## Given instruction
Reproduce, word for word, the lines of the rows from the very start through the line containing "List the outlines of the woman wearing", including both ends.

Shape labeling rows:
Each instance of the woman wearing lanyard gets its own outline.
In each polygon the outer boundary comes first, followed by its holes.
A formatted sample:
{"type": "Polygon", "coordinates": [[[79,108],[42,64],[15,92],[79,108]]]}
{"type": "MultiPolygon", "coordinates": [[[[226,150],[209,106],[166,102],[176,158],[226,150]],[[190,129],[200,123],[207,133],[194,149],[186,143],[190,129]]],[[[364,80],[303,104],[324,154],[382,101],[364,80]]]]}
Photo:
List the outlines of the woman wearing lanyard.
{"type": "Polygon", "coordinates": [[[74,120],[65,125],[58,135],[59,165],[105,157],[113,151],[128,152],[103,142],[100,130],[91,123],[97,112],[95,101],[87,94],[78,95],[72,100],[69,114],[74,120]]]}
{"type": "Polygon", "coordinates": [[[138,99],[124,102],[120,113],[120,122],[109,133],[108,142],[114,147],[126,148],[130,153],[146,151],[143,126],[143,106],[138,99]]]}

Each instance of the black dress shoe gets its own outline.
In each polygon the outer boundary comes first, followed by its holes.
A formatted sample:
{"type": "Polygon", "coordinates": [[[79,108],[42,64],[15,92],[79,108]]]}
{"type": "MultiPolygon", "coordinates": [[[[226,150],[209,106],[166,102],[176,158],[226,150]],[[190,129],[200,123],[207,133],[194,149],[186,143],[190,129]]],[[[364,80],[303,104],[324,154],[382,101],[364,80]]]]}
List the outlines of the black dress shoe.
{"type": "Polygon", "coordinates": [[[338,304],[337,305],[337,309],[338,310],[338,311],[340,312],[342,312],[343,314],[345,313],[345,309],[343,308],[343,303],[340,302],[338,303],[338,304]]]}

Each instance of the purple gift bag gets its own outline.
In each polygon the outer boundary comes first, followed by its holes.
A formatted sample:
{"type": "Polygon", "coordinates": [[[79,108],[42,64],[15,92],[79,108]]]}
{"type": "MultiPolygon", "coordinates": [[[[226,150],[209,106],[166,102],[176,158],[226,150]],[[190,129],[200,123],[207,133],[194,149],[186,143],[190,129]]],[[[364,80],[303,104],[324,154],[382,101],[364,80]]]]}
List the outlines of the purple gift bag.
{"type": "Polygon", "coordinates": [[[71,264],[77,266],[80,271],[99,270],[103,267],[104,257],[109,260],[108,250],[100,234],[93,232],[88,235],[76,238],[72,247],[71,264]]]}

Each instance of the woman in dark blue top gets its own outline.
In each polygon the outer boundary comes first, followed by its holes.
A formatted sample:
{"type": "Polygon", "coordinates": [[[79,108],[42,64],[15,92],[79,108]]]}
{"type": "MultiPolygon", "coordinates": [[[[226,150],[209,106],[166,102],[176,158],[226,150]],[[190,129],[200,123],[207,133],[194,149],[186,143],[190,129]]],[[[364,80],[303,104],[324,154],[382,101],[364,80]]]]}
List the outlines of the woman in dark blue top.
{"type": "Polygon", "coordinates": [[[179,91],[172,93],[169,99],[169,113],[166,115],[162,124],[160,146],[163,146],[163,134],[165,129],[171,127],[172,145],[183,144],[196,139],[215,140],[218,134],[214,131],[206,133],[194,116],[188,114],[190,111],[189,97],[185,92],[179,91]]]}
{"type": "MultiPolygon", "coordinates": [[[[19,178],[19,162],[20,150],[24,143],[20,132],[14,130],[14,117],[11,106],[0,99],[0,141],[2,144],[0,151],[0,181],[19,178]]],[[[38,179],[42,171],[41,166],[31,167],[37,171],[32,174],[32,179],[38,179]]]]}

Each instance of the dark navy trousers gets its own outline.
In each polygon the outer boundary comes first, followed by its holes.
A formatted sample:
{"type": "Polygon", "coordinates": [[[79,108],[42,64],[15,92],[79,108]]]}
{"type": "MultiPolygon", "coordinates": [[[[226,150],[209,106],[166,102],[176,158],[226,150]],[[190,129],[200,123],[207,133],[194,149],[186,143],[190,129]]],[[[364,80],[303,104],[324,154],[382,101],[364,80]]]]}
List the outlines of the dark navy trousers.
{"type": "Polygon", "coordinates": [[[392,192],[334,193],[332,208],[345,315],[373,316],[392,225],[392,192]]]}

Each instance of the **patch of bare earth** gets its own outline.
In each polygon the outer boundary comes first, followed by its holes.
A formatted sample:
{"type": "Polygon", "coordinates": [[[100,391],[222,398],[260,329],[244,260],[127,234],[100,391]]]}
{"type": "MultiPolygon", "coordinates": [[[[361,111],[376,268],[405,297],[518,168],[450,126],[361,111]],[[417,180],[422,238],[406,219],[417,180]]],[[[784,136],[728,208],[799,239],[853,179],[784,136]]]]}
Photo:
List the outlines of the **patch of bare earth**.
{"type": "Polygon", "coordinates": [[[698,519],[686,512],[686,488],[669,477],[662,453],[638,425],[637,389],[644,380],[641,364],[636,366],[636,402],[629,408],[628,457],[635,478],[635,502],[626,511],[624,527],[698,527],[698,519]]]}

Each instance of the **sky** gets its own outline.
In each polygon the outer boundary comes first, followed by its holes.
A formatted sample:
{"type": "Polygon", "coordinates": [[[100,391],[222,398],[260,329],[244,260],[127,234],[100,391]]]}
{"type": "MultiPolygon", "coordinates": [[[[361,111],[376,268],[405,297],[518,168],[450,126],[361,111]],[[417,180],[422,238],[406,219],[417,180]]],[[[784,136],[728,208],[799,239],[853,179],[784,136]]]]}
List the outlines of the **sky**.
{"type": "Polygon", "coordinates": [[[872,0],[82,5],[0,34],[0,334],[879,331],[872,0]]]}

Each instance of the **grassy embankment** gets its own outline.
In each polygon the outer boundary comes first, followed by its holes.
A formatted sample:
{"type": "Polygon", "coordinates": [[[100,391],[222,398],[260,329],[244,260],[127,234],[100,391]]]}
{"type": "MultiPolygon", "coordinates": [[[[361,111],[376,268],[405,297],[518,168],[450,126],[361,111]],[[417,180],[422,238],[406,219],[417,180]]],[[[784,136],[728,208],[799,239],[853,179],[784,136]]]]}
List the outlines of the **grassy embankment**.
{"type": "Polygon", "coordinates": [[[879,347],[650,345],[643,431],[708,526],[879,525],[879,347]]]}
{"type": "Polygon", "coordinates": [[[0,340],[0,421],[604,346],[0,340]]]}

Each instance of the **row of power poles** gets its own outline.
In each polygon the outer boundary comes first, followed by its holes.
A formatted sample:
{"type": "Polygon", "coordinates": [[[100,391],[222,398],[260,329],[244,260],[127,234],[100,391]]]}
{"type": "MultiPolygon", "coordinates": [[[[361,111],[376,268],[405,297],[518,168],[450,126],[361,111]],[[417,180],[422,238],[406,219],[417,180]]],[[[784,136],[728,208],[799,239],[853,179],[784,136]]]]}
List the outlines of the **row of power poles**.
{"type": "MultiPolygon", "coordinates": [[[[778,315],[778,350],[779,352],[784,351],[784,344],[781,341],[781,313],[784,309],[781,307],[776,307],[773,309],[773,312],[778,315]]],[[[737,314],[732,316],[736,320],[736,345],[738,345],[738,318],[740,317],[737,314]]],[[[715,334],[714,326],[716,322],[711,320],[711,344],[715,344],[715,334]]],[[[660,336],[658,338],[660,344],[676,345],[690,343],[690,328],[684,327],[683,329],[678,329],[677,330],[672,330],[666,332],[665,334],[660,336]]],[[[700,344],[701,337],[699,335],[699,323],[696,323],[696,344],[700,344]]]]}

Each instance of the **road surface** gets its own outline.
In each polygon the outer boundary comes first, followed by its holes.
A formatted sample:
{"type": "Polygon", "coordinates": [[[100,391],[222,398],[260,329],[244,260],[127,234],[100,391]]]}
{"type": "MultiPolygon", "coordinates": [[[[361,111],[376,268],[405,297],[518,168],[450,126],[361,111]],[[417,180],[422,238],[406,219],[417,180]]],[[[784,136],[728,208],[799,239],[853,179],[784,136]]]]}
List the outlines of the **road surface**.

## The output
Each instance of the woman wearing lanyard gets its own outline.
In each polygon the outer boundary comes first, followed by its holes.
A formatted sample:
{"type": "Polygon", "coordinates": [[[79,108],[42,64],[15,92],[79,108]]]}
{"type": "MultiPolygon", "coordinates": [[[[226,150],[209,106],[166,102],[176,158],[226,150]],[[190,129],[200,123],[207,133],[194,149],[186,143],[190,129]]],[[[364,80],[303,104],[324,154],[382,101],[364,80]]]]}
Photo:
List the outlines of the woman wearing lanyard.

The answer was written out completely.